» **Extracted text**:
- - - - - - -

Can you explain how you got to
?

 

[Randyyy]

Oh yea, you are right, that is an error on my part. I flipped my x and y variables and forgot that I no longer had an x under the square root

[MATH]x = y \sqrt{2+y^2}[/MATH][MATH]x^2=y^2(2+y^2)[/MATH][MATH]x^2=2y^2+y^4[/MATH]But how do I continue if I want to isolate y?

 

[pka]

Hey, I am asked to find the inverse of [MATH]y = x\sqrt{2+x^2} [/MATH] if such exist.
x = [MATH]y\sqrt{2+y^2} [/MATH][MATH]y = \frac{x}{\sqrt{2+x^2}}[/MATH] , I know that if x is positive, so is y because [MATH]\sqrt{2+x^2}[/MATH] is always [MATH]\geq[/MATH] 0 no matter x, and it is multiplied by x so the sign in front of y is dependent on the sign in front of x. But how do I go on from here?

Look at the plot. The function is one-to-one, so the inverse exists. See HERE

 

[Deleted member 4993]

Oh yea, you are right, that is an error on my part. I flipped my x and y variables and forgot that I no longer had an x under the square root

[MATH]x = y \sqrt{2+y^2}[/MATH][MATH]x^2=y^2(2+y^2)[/MATH][MATH]x^2=2y^2+y^4[/MATH]But how do I continue if I want to isolate y?

Substitute:

u = y² then you get:

[MATH]x^2=2y^2+y^4 \ \to \ x^2 = 2u + u^2[/MATH]
Now solve the ensuing quadratic equation in 'u' and consequently solve for 'y'.

 

[Randyyy]

[MATH]u^2+2u-x^2 = 0[/MATH][MATH]u= 1 \pm \sqrt{1^2+x^2}[/MATH][MATH]y=\pm \sqrt{1 \pm \sqrt{1^2+x^2}}[/MATH]So I know that y is either positive or negative because of f(x). So the first [MATH]\pm[/MATH] gives me one option, not sure how I deal with the [MATH]\pm[/MATH] under the square roots. can both be valid depending on if my inverse is >0 or 0<?

- - - - - - -

» **Required work**:
Reproduce the passage of the thread from "u = y² then" to "is >0 or 0<?". Rely on the thread alone.

» **Listing**:
- - - - - - -

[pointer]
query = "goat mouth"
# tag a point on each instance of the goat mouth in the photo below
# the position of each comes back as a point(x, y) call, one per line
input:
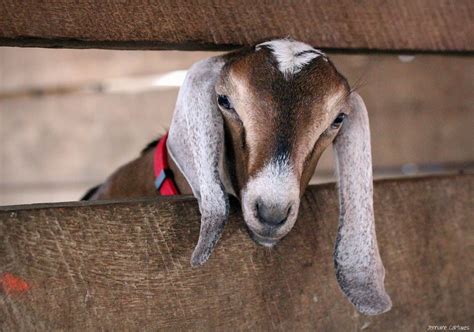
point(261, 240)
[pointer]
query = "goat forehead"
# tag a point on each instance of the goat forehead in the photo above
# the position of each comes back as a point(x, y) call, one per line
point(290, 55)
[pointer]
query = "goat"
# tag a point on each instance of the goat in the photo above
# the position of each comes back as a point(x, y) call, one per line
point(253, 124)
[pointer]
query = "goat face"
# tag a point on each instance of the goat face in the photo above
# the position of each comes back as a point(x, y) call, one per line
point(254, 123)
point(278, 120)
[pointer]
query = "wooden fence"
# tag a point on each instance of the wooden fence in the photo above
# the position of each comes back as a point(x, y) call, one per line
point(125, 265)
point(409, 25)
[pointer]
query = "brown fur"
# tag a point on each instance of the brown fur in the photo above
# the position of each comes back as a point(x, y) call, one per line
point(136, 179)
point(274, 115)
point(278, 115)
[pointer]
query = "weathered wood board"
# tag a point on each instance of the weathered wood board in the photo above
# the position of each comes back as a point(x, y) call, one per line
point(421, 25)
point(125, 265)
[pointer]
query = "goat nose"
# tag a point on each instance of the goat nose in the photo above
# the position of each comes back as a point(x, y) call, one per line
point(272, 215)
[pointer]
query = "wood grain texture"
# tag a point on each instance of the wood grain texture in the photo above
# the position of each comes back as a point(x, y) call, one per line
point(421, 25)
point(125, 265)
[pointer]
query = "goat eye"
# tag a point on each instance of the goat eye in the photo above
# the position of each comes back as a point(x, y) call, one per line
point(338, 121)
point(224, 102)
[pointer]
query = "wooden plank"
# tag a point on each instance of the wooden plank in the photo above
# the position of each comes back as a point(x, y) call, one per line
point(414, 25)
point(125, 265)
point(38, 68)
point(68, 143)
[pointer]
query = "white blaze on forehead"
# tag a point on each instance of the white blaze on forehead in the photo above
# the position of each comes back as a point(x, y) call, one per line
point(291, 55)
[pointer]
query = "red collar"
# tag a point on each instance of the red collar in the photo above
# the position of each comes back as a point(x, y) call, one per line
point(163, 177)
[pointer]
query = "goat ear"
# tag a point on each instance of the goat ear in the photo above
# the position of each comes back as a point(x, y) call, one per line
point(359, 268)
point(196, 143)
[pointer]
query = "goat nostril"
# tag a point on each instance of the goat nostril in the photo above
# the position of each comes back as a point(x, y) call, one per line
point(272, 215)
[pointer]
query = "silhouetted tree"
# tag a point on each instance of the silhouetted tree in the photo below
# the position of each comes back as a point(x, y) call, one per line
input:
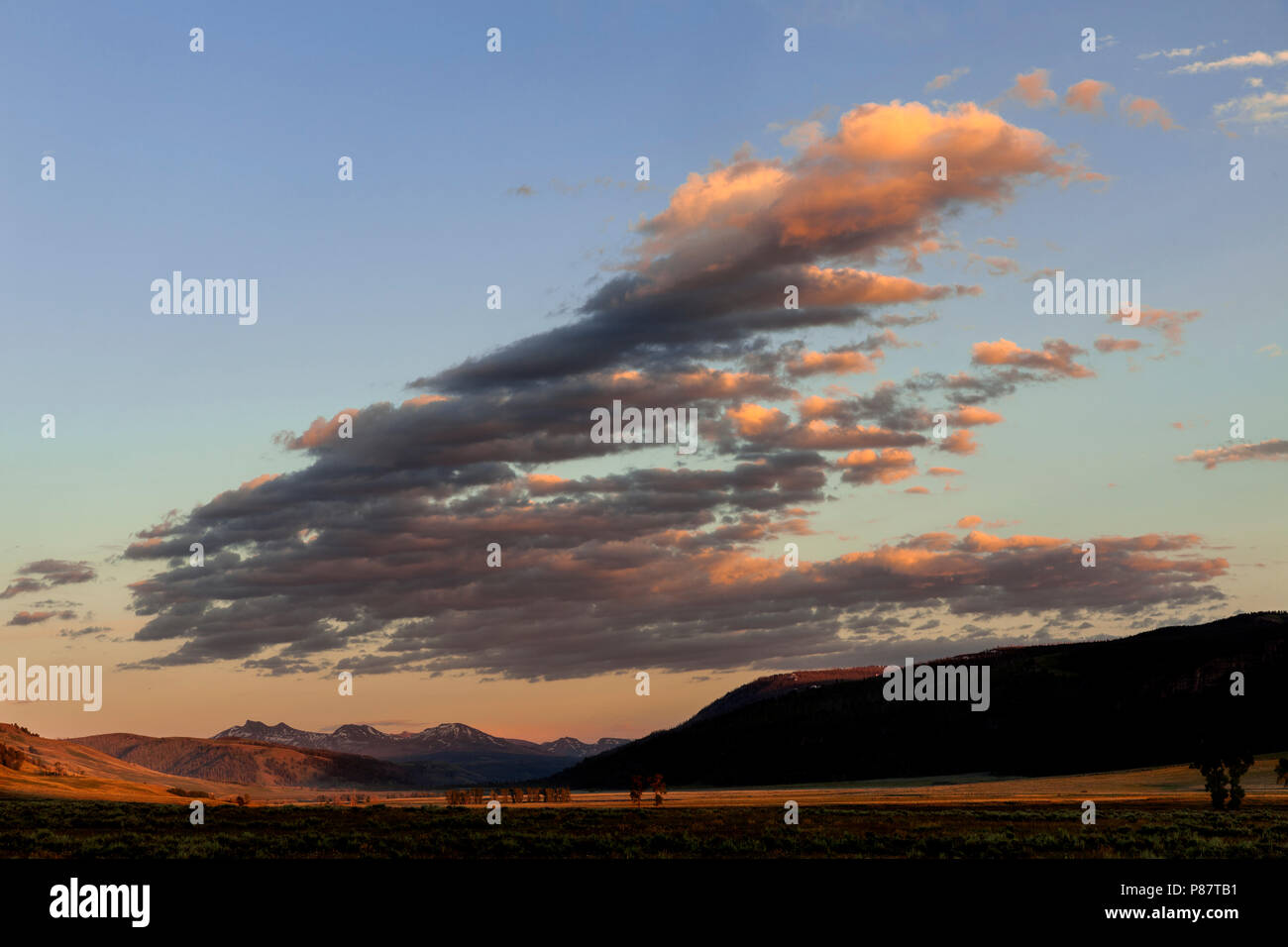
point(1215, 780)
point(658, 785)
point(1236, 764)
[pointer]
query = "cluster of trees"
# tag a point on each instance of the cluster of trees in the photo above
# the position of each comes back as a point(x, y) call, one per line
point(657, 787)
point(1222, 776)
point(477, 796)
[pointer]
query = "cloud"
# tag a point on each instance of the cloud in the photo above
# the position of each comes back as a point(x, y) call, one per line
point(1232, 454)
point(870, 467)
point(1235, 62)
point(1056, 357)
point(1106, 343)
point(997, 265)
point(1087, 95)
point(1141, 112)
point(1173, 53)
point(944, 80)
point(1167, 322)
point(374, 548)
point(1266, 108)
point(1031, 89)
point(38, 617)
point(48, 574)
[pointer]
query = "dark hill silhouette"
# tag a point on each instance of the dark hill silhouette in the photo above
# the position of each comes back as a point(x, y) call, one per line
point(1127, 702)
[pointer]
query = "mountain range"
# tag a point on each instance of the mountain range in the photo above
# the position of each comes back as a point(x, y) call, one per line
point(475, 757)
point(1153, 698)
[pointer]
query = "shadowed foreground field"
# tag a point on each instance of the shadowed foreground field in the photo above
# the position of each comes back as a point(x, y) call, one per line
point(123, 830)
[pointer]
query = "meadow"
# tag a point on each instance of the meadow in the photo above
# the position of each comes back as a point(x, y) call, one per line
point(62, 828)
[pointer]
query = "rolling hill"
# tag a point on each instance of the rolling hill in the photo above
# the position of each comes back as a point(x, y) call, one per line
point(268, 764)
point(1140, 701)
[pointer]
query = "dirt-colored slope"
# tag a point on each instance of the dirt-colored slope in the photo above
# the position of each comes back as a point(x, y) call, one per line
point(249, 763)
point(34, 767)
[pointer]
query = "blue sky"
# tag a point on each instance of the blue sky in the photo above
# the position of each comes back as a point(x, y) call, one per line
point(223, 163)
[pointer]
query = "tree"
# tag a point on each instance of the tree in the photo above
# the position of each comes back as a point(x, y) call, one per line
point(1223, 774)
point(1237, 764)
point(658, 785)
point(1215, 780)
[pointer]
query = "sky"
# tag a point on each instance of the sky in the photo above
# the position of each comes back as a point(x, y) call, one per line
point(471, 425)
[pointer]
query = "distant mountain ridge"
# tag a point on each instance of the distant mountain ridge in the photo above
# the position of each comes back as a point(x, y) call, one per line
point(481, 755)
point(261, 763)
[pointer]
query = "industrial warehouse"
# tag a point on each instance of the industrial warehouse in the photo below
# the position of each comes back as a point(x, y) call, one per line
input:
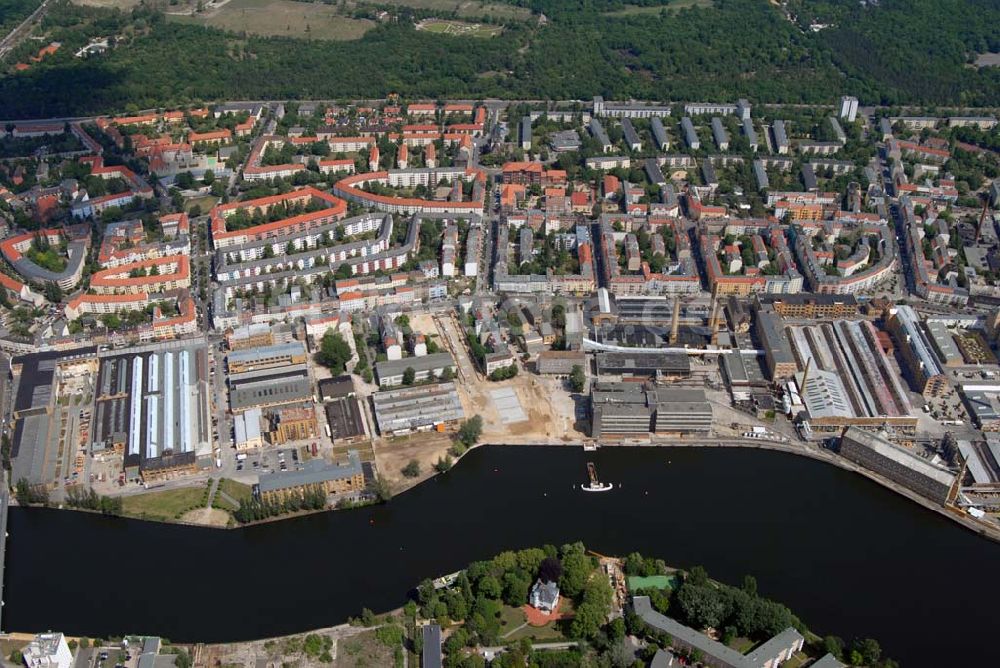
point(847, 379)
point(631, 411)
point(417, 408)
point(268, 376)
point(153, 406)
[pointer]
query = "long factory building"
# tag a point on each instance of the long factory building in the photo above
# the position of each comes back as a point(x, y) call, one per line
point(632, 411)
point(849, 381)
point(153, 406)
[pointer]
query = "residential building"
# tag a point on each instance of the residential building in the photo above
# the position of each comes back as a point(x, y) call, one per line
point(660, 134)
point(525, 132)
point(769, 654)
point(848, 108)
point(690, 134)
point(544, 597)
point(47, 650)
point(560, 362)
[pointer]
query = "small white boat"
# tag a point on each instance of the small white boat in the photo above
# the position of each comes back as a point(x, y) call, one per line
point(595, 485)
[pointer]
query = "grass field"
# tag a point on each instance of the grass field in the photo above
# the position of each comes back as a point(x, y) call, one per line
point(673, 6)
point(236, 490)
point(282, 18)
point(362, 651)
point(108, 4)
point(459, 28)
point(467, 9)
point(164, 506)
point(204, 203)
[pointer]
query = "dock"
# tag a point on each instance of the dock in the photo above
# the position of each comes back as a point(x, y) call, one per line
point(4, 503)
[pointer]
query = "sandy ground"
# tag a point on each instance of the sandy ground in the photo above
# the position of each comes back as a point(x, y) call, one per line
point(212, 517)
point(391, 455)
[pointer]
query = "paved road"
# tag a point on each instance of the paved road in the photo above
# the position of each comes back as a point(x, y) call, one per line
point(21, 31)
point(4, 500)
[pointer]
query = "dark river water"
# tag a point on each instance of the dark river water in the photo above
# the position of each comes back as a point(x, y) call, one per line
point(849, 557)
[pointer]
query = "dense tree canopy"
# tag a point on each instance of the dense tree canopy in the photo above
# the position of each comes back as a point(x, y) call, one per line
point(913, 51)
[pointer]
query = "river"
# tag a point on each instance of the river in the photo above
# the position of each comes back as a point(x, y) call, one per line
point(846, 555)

- - - - - - -

» **Solution to this problem**:
u = y² then you get:

[MATH]x^2=2y^2+y^4 \ \to \ x^2 = 2u + u^2[/MATH]
Now solve the ensuing quadratic equation in 'u' and consequently solve for 'y'.

 

[Randyyy]

[MATH]u^2+2u-x^2 = 0[/MATH][MATH]u= 1 \pm \sqrt{1^2+x^2}[/MATH][MATH]y=\pm \sqrt{1 \pm \sqrt{1^2+x^2}}[/MATH]So I know that y is either positive or negative because of f(x). So the first [MATH]\pm[/MATH] gives me one option, not sure how I deal with the [MATH]\pm[/MATH] under the square roots. can both be valid depending on if my inverse is >0 or 0<?